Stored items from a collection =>
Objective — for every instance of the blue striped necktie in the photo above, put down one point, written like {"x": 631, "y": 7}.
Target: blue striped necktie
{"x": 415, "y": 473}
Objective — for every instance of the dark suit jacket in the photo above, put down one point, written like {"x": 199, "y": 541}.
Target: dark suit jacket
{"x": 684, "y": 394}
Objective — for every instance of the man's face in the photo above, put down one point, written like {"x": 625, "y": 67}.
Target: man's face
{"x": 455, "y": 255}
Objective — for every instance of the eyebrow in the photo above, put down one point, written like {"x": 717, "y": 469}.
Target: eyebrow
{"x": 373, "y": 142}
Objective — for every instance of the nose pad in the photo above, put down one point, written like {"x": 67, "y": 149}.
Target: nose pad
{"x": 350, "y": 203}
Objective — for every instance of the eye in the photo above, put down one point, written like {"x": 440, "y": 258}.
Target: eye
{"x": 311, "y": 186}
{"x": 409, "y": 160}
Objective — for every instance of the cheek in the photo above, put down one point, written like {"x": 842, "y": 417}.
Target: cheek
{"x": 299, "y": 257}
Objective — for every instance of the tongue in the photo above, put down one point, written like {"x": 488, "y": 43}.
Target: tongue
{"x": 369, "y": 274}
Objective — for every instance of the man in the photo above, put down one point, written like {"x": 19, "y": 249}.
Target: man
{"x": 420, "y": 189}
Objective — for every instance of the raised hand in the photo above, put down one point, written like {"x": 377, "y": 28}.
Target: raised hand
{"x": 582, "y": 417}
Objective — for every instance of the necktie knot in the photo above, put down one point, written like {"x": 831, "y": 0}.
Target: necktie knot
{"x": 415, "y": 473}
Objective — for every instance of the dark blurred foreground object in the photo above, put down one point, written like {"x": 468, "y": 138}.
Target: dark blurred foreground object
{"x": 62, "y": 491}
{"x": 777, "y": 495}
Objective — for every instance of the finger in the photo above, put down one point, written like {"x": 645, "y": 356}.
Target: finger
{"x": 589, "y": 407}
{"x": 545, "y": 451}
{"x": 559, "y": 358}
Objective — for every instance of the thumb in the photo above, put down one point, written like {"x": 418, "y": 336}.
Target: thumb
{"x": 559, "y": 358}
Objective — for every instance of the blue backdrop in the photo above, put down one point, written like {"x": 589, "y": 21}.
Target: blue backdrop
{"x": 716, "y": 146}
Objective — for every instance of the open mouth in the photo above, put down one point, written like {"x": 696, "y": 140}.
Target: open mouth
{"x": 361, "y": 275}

WHAT NEEDS TO BE DONE => Copy out all the entries exactly once more.

WRITTEN ANSWER =>
Objective — for every instance of the blue striped necktie in the photo above, put down one point, written like {"x": 631, "y": 7}.
Target: blue striped necktie
{"x": 415, "y": 473}
Objective — for every instance of the dark suit jacket in the photo above, put down one point, written like {"x": 199, "y": 541}.
Target: dark suit jacket
{"x": 684, "y": 394}
Objective — for every instance of the man's face in the photo above, put down one point, written like {"x": 625, "y": 67}.
Target: man's face
{"x": 455, "y": 255}
Objective — for every instance of the eyebrow in the photo above, put down one point, written like {"x": 717, "y": 469}.
Target: eyebrow
{"x": 373, "y": 142}
Objective — for every instance of the nose pad in the photo above, put down one point, written like {"x": 67, "y": 149}.
Target: nose pad
{"x": 350, "y": 203}
Objective — for every instance of the eye in the photo above, put down one point, written like {"x": 440, "y": 258}.
Target: eye
{"x": 311, "y": 186}
{"x": 409, "y": 160}
Objective — for every instance of the cheek in the photo above, put down one point, written like {"x": 842, "y": 417}.
Target: cheek
{"x": 299, "y": 257}
Objective — for every instance of the tongue in the photo above, put down one point, written like {"x": 488, "y": 43}.
Target: tongue
{"x": 369, "y": 274}
Objective — for every instance of the man in the photo above, put down one point, written like {"x": 19, "y": 249}.
Target: man
{"x": 420, "y": 189}
Objective — for every instance of the raised hand in the photo above, put down one point, written like {"x": 377, "y": 28}.
Target: raised hand
{"x": 582, "y": 417}
Objective — for every instance of the necktie knot in the photo above, put down one point, written like {"x": 831, "y": 0}.
Target: necktie knot
{"x": 415, "y": 473}
Objective — for every instance of the dark blurred foreground object in the photo above, put down one point, written like {"x": 468, "y": 138}.
Target: dark blurred foreground object
{"x": 62, "y": 491}
{"x": 777, "y": 495}
Objective — for every instance of the finger in the photo above, put down one point, written like {"x": 645, "y": 356}.
Target: finger
{"x": 589, "y": 407}
{"x": 545, "y": 451}
{"x": 559, "y": 358}
Objective — for every instance of the thumb in the photo above, put down one point, written like {"x": 418, "y": 336}.
Target: thumb
{"x": 559, "y": 358}
Objective — for every instance of the blue backdrop in the photo above, put down one point, written like {"x": 589, "y": 21}.
Target: blue backdrop
{"x": 716, "y": 146}
Objective — for every instance of the open mouth in the photo above, put down one point, written like {"x": 696, "y": 140}.
Target: open mouth
{"x": 361, "y": 275}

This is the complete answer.